Leave out pictures; repeat exactly the lines from the "point per instance: patterned area" line through the last of the data below.
----------
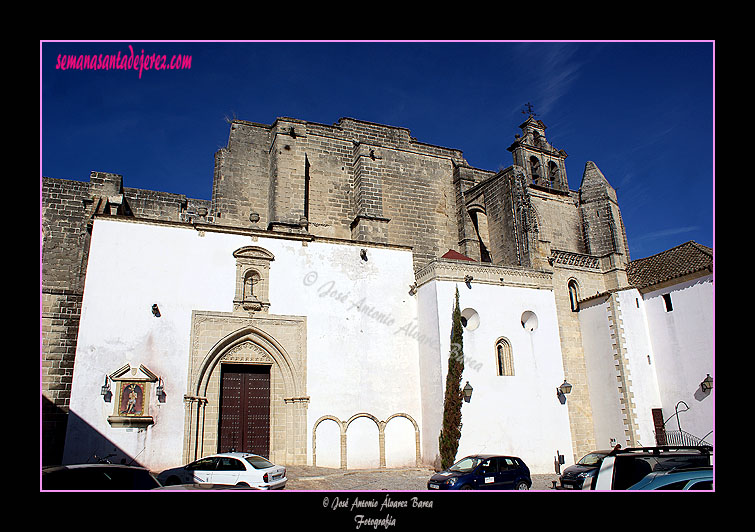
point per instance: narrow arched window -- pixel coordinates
(574, 295)
(504, 357)
(535, 168)
(553, 172)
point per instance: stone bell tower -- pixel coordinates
(543, 164)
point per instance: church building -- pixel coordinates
(304, 313)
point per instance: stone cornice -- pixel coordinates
(483, 273)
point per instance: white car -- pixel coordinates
(234, 469)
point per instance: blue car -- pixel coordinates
(690, 479)
(483, 472)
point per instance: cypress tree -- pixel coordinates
(450, 433)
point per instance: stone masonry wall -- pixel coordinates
(357, 179)
(67, 208)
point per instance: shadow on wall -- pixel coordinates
(54, 421)
(90, 446)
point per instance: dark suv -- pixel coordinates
(483, 472)
(621, 468)
(581, 475)
(98, 477)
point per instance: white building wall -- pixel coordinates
(357, 361)
(683, 342)
(601, 374)
(639, 354)
(519, 414)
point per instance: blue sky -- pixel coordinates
(642, 111)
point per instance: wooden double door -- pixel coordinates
(245, 409)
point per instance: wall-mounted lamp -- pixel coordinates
(160, 390)
(105, 390)
(562, 391)
(467, 391)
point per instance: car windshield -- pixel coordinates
(466, 465)
(591, 459)
(258, 462)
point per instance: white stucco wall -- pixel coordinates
(639, 353)
(683, 343)
(599, 349)
(601, 374)
(356, 361)
(519, 414)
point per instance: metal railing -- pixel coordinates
(682, 437)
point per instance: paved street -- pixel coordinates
(407, 479)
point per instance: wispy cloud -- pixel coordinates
(554, 69)
(665, 232)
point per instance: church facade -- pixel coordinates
(304, 312)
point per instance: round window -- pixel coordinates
(470, 319)
(529, 320)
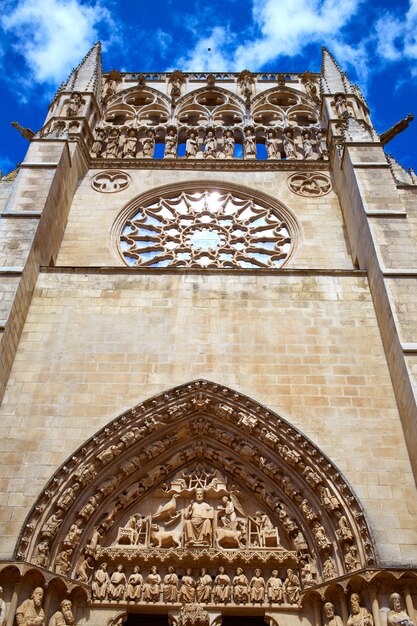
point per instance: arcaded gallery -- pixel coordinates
(209, 356)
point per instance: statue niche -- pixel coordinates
(198, 510)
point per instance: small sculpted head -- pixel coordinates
(37, 596)
(329, 610)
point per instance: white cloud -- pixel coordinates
(279, 28)
(6, 165)
(53, 35)
(396, 37)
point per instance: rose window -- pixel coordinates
(205, 229)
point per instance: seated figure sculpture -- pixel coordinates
(397, 616)
(30, 612)
(360, 616)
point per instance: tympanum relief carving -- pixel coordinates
(210, 122)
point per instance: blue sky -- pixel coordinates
(375, 42)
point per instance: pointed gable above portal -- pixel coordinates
(86, 76)
(333, 79)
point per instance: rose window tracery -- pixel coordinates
(203, 229)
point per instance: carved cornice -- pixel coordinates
(210, 164)
(262, 453)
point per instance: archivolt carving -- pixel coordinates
(310, 184)
(204, 475)
(110, 181)
(290, 115)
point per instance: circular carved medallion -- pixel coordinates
(110, 181)
(310, 184)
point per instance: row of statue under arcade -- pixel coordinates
(39, 609)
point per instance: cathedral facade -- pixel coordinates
(209, 356)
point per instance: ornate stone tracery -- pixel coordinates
(197, 475)
(130, 113)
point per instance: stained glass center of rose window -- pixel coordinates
(205, 229)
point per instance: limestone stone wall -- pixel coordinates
(307, 346)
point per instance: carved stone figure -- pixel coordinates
(397, 616)
(274, 588)
(198, 521)
(343, 531)
(64, 617)
(210, 145)
(328, 500)
(42, 554)
(152, 587)
(329, 568)
(148, 144)
(109, 88)
(312, 478)
(30, 612)
(299, 542)
(240, 587)
(84, 569)
(191, 145)
(129, 144)
(307, 146)
(68, 497)
(96, 538)
(203, 589)
(360, 616)
(321, 145)
(221, 592)
(134, 584)
(271, 143)
(229, 145)
(308, 572)
(118, 584)
(74, 104)
(245, 82)
(112, 148)
(170, 591)
(3, 614)
(249, 144)
(351, 559)
(292, 587)
(62, 562)
(187, 590)
(101, 582)
(331, 618)
(72, 537)
(227, 513)
(176, 82)
(50, 527)
(289, 146)
(308, 512)
(257, 587)
(170, 144)
(193, 615)
(163, 538)
(129, 534)
(320, 536)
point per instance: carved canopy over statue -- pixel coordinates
(200, 510)
(200, 473)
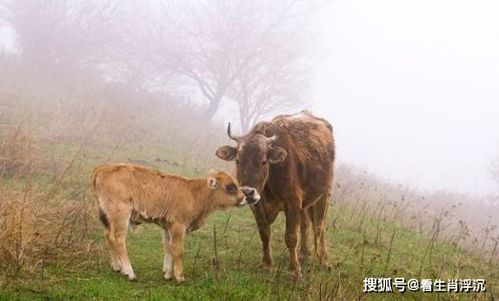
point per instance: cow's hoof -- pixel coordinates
(116, 268)
(326, 264)
(132, 278)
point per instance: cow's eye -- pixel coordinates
(231, 188)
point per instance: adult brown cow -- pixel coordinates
(289, 160)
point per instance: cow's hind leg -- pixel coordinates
(304, 237)
(291, 237)
(168, 260)
(319, 225)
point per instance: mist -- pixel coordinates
(411, 88)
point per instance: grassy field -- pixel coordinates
(354, 251)
(360, 245)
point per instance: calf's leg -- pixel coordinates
(121, 220)
(168, 260)
(177, 232)
(111, 244)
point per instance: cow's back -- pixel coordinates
(311, 152)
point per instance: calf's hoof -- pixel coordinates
(266, 266)
(296, 276)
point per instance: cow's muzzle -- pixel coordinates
(251, 194)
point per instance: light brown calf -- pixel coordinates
(130, 194)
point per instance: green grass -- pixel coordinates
(358, 248)
(239, 277)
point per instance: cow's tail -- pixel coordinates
(102, 215)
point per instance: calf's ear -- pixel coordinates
(212, 183)
(277, 154)
(226, 152)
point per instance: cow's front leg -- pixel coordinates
(304, 236)
(291, 237)
(177, 232)
(264, 218)
(168, 260)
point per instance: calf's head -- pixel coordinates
(253, 155)
(225, 190)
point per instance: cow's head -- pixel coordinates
(253, 155)
(226, 192)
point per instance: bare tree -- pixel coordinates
(220, 47)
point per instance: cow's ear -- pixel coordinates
(226, 152)
(277, 154)
(212, 183)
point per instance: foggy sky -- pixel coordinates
(412, 89)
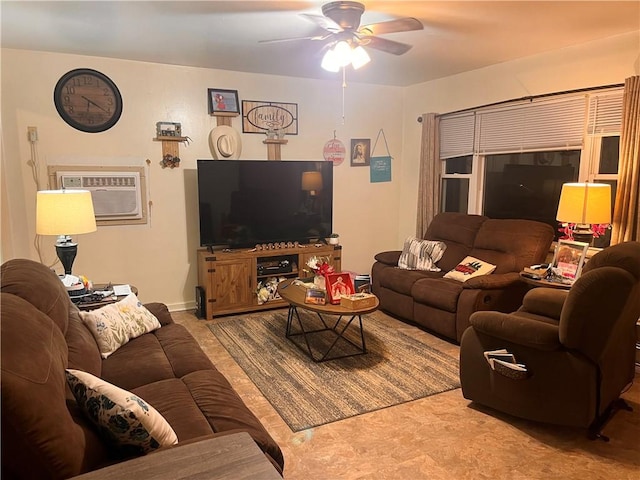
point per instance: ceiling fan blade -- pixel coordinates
(388, 46)
(323, 22)
(392, 26)
(295, 39)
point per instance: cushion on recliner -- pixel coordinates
(401, 281)
(437, 292)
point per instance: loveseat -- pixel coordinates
(444, 305)
(45, 434)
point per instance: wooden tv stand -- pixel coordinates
(229, 278)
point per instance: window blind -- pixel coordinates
(457, 135)
(605, 113)
(547, 124)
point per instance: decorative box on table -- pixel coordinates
(358, 300)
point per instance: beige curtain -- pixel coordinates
(626, 222)
(430, 172)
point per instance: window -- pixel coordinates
(510, 160)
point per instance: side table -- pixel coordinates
(92, 305)
(217, 458)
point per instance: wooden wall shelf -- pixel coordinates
(273, 148)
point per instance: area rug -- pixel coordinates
(396, 369)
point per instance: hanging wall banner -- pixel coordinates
(260, 117)
(380, 169)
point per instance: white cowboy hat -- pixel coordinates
(225, 143)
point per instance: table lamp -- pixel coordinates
(584, 204)
(65, 213)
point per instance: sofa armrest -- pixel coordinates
(547, 302)
(389, 258)
(493, 281)
(516, 329)
(161, 312)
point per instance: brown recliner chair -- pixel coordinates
(578, 347)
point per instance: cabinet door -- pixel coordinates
(232, 285)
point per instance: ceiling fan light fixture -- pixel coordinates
(342, 52)
(359, 57)
(330, 62)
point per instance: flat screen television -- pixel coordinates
(243, 203)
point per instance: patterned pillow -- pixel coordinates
(468, 268)
(115, 324)
(124, 419)
(421, 254)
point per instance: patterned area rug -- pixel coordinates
(396, 369)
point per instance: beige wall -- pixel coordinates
(160, 257)
(593, 64)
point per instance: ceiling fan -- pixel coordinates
(341, 20)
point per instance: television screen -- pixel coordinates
(243, 203)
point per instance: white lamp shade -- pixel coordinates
(64, 212)
(585, 203)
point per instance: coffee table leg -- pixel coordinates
(362, 348)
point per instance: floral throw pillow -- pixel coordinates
(420, 254)
(123, 419)
(115, 324)
(468, 268)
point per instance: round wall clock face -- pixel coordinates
(88, 100)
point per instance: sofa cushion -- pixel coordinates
(458, 231)
(468, 268)
(437, 292)
(401, 281)
(40, 438)
(83, 349)
(169, 352)
(126, 420)
(525, 241)
(421, 254)
(39, 286)
(115, 324)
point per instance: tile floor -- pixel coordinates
(443, 437)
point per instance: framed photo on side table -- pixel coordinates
(569, 258)
(337, 285)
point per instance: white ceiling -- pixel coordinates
(458, 35)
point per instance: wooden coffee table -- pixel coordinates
(295, 296)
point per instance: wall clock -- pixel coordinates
(88, 100)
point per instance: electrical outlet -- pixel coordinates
(32, 134)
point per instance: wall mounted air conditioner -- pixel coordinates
(118, 196)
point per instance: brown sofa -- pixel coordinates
(444, 305)
(45, 435)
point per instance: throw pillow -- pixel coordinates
(115, 324)
(468, 268)
(420, 254)
(122, 418)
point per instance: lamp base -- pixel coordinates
(67, 254)
(583, 233)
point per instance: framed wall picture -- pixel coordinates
(569, 258)
(223, 102)
(360, 152)
(337, 285)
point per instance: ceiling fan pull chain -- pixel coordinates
(344, 88)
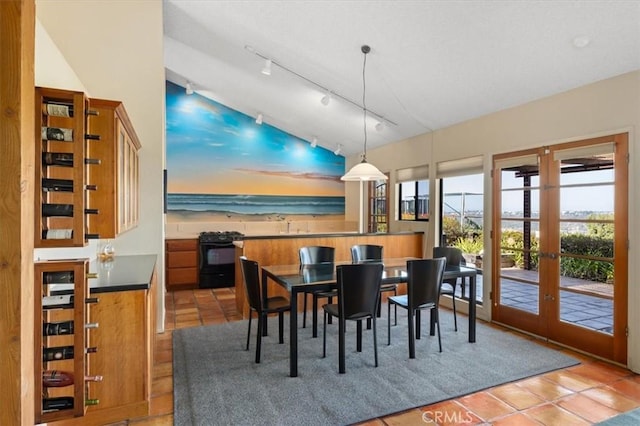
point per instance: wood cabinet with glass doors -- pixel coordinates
(117, 177)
----------
Answer to the problem:
point per instance: patterned area rug -- pixel coordinates
(396, 369)
point per instance: beige wall -- pixel coordinates
(160, 257)
(593, 64)
point per instance: ceiling fan -- pixel coordinates
(341, 20)
point per instance: television screen -- pixel coordinates
(243, 203)
point per instance: white lamp shade -- pixel coordinates
(64, 212)
(585, 203)
point per instance: coffee table leg -- pixel coordinates
(362, 348)
point per instance: floral throw pillow -- pixel coordinates
(420, 254)
(123, 419)
(115, 324)
(468, 268)
point per instance: round wall clock face -- pixel coordinates
(88, 100)
point per instance: sofa cushion -- pixel coordinates
(458, 231)
(468, 268)
(437, 292)
(401, 281)
(40, 438)
(83, 349)
(169, 352)
(126, 420)
(525, 241)
(421, 254)
(39, 286)
(115, 324)
point per instance: tile floor -- pixel coordinates
(443, 437)
point per instance: framed photo on side table -- pixel coordinates
(569, 258)
(337, 285)
point per instance: white ceiling -- pixel coordinates
(458, 35)
point per instance: wooden coffee table -- pixel coordinates
(295, 296)
point per instance: wall clock -- pixel coordinates
(88, 100)
point per instance: electrical outlet -- pixel coordinates
(32, 134)
point per instance: wall mounted air conditioner -- pixel coordinates
(118, 196)
point per instance: brown sofa -- pixel coordinates
(444, 305)
(45, 435)
point per instance: throw pillow -- pixel coordinates
(115, 324)
(468, 268)
(420, 254)
(122, 418)
point per instance: lamp base -- pixel coordinates
(67, 254)
(583, 233)
point per instance: framed wall picture -- pixel coordinates
(569, 258)
(223, 102)
(360, 152)
(337, 285)
point per instance: ceiling fan pull chain -- pixel coordinates
(344, 88)
point per instance: wood cabinet with glass doors -- pixel coordinates
(117, 177)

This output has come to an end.